§ **PROBLEM STATEMENT**
Update the records from the line that contains "woman wearing yellow" through the end of the records, changing "stone stela" to "stone pillar" and leaving all else unchanged. Return only those lines.

**** SUPPLIED RECORDS ****

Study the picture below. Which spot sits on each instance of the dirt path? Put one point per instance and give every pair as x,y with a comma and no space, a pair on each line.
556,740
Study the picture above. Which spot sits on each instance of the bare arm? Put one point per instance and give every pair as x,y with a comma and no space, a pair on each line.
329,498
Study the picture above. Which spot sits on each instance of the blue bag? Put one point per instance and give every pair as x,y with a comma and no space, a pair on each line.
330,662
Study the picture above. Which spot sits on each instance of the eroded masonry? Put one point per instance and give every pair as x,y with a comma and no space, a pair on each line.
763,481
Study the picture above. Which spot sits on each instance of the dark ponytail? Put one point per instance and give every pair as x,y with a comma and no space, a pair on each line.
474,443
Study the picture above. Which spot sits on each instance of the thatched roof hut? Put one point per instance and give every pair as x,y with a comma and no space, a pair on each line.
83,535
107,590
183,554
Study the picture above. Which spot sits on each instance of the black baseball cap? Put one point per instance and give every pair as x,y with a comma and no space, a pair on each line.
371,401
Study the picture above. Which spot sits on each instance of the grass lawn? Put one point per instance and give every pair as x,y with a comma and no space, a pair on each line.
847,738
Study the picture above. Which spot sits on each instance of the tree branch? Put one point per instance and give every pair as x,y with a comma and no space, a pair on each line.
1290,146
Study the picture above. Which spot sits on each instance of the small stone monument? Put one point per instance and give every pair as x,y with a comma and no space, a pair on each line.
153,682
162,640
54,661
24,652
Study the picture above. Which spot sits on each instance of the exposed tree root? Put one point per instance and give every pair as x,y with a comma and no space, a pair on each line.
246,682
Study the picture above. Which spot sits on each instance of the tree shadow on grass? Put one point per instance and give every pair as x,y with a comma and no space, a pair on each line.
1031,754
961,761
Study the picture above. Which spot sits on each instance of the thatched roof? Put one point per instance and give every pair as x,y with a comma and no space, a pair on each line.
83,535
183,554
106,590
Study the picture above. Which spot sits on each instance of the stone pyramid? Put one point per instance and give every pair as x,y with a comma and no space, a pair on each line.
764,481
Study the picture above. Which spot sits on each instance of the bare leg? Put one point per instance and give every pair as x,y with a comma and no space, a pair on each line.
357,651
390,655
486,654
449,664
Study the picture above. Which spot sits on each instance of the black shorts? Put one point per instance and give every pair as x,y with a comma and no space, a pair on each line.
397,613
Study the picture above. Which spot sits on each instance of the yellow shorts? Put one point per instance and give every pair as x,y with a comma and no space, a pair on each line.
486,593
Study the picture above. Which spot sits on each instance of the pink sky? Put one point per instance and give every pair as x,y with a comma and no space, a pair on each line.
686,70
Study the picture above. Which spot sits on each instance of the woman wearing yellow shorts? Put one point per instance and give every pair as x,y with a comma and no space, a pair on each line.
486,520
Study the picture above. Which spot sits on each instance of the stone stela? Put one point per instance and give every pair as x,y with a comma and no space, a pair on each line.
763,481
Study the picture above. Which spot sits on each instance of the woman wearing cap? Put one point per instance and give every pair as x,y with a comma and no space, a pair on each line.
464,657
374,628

****

§ **FINAL ANSWER**
Study the picture above. Which spot sits on each instance of the woman wearing yellow shorts? Put one point per instance and give every pair as x,y with a comma and no space, a pair on each line.
486,520
Study the picture above. Which spot sits on each instance of the stone pillar? Put one point per instance and give every pair as x,y with a comma and no space, a pair on each line.
763,481
Study the picture above. Which spot sits on each instance of the woman wearing cap? Put one point per instance and give every pair as x,y with a comma and no space, a pair on each line.
464,657
374,628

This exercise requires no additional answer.